What you should output is the data below, unchanged in every character.
[[ Exercise data, beginning ]]
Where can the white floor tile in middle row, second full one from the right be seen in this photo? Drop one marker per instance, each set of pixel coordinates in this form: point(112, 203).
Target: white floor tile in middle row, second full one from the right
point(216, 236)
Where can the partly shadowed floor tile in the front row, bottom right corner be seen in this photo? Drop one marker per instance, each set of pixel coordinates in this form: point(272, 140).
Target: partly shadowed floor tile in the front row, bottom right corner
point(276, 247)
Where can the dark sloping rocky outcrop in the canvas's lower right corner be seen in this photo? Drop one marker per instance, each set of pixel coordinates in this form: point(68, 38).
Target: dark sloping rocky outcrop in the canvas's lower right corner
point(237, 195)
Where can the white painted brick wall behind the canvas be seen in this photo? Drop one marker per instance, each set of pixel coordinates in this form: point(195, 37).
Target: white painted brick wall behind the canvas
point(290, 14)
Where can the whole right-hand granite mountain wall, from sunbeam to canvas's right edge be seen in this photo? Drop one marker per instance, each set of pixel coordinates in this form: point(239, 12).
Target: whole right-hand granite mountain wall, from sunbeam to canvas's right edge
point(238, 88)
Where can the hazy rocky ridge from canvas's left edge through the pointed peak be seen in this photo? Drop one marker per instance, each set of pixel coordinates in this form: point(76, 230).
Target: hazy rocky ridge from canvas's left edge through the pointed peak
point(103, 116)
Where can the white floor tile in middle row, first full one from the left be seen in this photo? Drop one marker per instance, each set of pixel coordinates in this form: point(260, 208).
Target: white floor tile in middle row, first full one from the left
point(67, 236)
[[ Exercise data, end ]]
» **Output for this exercise**
Where can the white floor tile in middle row, second full one from the right be seen in this photo? Drop one marker per instance, each set of pixel coordinates in this form: point(112, 203).
Target: white floor tile in middle row, second full one from the right
point(216, 236)
Where can the partly shadowed floor tile in the front row, bottom right corner be seen in this photo? Drop one marker per instance, each set of pixel coordinates in this form: point(272, 140).
Target: partly shadowed floor tile in the front row, bottom right corner
point(276, 247)
Where can the dark sloping rocky outcrop in the canvas's lower right corner be seen in this photo? Drop one marker per instance, each set of pixel coordinates in this form: point(68, 38).
Target: dark sloping rocky outcrop in the canvas's lower right corner
point(237, 195)
Where can the white painted brick wall behind the canvas be seen in this photo? Drop one marker per instance, each set of pixel coordinates in this form: point(195, 37).
Target: white painted brick wall behind the canvas
point(290, 14)
Where can the whole right-hand granite mountain wall, from sunbeam to canvas's right edge be seen in this photo? Drop one marker per instance, each set of pixel coordinates in this form: point(239, 12).
Target: whole right-hand granite mountain wall, from sunbeam to canvas's right edge
point(238, 88)
Where can the hazy rocky ridge from canvas's left edge through the pointed peak be seen in this photo? Drop one marker per instance, each set of pixel coordinates in this form: point(76, 230).
Target: hazy rocky ridge from canvas's left edge through the pointed peak
point(103, 116)
Where can the white floor tile in middle row, first full one from the left be seen in this photo? Drop one marker per instance, each set of pixel coordinates in this form: point(260, 208).
Target: white floor tile in middle row, first full one from the left
point(67, 236)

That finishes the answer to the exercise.